**WHAT YOU SHOULD DO**
Take the line containing "of the thermostat" and every line after it in the data below, and print them exactly as given, with nothing else.

----------

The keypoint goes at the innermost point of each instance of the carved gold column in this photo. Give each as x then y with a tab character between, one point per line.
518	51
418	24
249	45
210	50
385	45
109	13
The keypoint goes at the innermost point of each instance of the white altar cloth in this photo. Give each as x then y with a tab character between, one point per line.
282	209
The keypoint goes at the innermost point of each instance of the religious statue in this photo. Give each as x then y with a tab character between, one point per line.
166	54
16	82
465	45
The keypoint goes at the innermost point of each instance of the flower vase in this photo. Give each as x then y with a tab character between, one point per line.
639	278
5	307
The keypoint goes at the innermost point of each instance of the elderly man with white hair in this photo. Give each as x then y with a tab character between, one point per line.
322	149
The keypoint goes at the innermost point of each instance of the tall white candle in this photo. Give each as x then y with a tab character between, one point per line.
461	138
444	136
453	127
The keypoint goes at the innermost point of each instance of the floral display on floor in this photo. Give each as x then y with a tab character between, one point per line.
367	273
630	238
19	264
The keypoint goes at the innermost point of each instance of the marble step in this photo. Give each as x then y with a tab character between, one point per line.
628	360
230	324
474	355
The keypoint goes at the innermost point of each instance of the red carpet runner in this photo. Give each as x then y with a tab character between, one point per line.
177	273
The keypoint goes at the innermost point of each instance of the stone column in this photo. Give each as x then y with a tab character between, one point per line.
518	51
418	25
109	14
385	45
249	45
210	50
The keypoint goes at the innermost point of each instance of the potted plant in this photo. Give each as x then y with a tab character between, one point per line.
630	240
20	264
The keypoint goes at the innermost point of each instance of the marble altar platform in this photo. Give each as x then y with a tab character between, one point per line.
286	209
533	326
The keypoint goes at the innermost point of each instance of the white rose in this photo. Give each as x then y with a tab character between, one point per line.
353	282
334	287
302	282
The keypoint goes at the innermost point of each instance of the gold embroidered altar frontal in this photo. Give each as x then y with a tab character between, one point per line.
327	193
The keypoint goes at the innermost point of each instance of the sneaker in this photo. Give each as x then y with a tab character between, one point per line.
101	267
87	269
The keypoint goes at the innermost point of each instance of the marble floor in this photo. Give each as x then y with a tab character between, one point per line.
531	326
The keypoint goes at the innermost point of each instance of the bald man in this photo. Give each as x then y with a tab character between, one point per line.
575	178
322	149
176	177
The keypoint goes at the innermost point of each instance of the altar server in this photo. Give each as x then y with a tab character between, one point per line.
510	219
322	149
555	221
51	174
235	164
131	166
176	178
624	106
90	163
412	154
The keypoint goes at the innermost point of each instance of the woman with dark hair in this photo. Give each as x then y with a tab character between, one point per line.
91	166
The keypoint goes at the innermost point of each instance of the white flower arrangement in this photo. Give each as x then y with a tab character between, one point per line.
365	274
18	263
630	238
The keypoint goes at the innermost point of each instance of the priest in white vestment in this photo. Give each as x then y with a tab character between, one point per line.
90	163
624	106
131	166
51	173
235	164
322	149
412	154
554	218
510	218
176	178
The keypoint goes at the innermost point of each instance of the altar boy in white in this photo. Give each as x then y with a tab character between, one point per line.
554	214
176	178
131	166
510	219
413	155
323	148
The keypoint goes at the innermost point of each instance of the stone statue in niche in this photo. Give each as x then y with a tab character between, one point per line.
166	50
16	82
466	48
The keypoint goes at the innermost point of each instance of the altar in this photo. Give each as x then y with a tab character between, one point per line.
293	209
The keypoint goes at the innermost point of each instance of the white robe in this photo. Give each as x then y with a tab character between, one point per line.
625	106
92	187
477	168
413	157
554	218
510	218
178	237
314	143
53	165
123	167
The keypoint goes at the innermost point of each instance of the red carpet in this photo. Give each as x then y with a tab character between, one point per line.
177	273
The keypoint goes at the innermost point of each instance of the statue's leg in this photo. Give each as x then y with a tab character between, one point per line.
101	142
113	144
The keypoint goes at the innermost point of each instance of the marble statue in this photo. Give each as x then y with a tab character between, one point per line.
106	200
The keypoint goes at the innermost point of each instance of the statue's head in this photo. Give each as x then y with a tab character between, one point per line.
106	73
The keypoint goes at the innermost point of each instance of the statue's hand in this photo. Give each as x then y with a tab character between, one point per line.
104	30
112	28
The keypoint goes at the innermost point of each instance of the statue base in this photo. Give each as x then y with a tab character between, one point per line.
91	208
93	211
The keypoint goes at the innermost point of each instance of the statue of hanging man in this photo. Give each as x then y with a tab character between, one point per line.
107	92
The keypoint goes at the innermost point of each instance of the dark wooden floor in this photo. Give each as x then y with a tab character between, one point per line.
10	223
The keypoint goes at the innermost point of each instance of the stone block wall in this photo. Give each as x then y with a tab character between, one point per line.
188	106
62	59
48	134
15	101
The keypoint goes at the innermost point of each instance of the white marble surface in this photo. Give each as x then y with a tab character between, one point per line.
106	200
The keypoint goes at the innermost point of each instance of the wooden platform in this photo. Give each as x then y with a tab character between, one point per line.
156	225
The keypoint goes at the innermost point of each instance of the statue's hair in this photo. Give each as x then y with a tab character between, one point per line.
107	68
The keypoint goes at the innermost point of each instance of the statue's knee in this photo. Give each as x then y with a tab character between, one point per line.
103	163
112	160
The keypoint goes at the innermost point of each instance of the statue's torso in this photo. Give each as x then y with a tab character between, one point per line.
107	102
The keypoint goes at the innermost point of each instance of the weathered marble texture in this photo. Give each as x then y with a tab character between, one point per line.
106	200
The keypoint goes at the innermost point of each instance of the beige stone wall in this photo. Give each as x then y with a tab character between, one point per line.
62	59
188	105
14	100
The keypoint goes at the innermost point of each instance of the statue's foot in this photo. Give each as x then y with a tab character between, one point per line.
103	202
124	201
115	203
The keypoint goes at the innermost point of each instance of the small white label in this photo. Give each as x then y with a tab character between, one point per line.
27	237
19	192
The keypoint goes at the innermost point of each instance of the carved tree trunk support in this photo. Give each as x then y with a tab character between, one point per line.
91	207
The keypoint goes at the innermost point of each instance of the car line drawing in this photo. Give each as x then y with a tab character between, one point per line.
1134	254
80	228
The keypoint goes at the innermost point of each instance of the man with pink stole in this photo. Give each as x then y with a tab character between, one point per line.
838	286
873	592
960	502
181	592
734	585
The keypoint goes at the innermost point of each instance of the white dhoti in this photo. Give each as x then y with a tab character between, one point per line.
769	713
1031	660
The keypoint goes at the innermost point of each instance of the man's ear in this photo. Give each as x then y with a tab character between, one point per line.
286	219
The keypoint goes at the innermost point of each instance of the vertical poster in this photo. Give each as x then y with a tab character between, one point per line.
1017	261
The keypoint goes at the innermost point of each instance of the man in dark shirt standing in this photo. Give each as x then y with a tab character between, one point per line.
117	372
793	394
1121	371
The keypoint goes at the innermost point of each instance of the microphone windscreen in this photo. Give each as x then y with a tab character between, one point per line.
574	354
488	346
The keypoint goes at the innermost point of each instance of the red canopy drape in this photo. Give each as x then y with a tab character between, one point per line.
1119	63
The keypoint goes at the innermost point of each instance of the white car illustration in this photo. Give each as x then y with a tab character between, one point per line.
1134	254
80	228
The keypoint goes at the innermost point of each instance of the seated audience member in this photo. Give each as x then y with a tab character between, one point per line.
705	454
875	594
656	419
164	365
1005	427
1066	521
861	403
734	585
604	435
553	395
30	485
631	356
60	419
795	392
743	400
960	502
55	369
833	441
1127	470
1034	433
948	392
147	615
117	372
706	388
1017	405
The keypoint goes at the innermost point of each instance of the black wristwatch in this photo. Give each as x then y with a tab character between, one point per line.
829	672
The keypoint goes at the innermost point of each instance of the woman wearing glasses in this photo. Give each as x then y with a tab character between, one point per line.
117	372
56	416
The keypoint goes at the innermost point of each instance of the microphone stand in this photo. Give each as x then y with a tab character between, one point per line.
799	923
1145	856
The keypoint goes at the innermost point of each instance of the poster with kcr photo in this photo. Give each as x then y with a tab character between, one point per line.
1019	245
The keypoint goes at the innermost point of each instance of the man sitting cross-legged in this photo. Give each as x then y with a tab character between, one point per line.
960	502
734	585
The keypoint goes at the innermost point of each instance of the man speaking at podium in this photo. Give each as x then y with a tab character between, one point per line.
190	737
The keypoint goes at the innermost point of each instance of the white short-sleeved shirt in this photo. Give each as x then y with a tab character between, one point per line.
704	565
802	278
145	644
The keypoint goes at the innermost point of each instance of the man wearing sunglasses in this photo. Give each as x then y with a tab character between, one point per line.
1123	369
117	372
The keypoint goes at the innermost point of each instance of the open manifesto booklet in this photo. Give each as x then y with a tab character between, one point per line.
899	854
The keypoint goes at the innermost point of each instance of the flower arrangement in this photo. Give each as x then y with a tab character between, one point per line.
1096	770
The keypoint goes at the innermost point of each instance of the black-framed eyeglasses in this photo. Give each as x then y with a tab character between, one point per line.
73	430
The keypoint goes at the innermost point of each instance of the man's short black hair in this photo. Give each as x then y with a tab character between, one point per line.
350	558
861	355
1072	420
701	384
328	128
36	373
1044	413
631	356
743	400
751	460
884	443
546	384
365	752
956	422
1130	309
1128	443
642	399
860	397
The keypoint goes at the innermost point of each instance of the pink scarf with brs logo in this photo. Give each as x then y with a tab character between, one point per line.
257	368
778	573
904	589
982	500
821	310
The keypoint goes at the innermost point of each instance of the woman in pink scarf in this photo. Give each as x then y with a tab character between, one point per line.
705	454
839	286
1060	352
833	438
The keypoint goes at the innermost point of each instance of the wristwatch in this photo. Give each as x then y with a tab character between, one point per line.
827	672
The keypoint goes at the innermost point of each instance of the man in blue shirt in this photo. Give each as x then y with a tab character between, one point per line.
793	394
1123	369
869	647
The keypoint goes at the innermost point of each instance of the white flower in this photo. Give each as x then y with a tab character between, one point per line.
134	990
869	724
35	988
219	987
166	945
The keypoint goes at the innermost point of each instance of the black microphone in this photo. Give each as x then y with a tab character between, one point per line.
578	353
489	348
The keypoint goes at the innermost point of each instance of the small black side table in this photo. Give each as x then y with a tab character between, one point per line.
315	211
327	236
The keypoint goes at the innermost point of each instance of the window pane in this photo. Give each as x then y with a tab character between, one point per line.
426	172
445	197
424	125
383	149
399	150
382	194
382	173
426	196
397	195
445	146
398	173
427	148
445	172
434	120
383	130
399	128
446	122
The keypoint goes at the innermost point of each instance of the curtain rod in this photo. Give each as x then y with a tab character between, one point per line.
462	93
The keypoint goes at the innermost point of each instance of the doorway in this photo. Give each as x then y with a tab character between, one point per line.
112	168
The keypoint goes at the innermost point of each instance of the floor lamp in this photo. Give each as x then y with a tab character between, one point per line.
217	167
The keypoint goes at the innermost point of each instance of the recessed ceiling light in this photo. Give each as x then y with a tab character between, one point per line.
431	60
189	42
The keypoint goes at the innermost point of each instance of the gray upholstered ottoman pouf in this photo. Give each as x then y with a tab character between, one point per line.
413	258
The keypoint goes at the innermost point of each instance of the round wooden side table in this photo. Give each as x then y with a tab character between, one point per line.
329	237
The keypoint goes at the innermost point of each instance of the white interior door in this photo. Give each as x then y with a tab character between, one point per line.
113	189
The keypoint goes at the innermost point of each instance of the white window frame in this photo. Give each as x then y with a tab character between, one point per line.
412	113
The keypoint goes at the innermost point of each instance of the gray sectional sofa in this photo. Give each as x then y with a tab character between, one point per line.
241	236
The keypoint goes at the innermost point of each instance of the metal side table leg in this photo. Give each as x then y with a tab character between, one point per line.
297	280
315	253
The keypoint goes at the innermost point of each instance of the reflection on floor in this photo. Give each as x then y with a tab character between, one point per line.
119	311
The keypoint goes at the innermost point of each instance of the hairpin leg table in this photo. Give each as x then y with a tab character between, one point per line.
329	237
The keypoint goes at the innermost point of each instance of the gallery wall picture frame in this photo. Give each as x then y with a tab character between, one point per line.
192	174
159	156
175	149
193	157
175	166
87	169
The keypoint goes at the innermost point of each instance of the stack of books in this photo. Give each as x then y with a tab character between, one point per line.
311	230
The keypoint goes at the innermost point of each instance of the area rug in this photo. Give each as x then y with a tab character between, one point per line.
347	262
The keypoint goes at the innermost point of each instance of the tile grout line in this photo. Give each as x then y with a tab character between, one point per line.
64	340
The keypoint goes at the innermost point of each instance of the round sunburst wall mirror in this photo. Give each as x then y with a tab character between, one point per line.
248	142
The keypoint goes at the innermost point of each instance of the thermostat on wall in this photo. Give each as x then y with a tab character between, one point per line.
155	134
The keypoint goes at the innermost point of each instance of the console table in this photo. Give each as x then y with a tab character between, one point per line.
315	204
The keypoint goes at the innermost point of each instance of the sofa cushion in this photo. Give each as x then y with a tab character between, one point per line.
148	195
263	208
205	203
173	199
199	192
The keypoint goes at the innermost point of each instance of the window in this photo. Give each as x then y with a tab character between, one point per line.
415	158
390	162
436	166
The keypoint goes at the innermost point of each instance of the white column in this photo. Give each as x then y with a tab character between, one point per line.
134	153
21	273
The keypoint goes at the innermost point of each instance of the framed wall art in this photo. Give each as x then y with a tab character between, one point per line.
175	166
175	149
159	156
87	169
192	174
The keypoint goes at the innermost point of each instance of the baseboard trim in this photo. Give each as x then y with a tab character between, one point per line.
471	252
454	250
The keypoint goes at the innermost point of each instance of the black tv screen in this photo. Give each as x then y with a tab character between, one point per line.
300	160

----------

**EXERCISE SOLUTION**
The keypoint goes at the innermost point of each instance of the thermostat on wall in this photo. Give each as x then y with a tab character between, one point per line.
155	134
The keypoint goes at the innermost point of each instance of the console table in this photo. Give each as x then y with a tab character between, one point per line.
315	204
The keypoint goes at the innermost point of each instance of the sofa cushion in this photo. Give each as x then y with a tab character between, one point per line.
148	195
263	208
205	203
173	199
199	192
The keypoint goes at the innermost point of each instance of the window in this photo. Give each as x then y with a tab character between, one point per line.
415	158
390	162
436	166
The keypoint goes at the innermost point of each instance of the white column in this photo. Give each as x then y with a tab character between, one point per line.
134	153
21	273
The keypoint goes at the innermost point of each instance of the framed wall art in this photo. Give each as x then y with a tab character between, one point per line.
175	166
175	149
159	156
87	169
192	174
The keypoint goes at the innermost point of each instance of the baseboard trim in this photo. Give each as x then y with a tab character between, one point per line.
471	252
454	250
The keypoint goes at the innermost point of each instance of the black tv screen in this photo. Give each as x then y with a tab character between, one point per line.
300	160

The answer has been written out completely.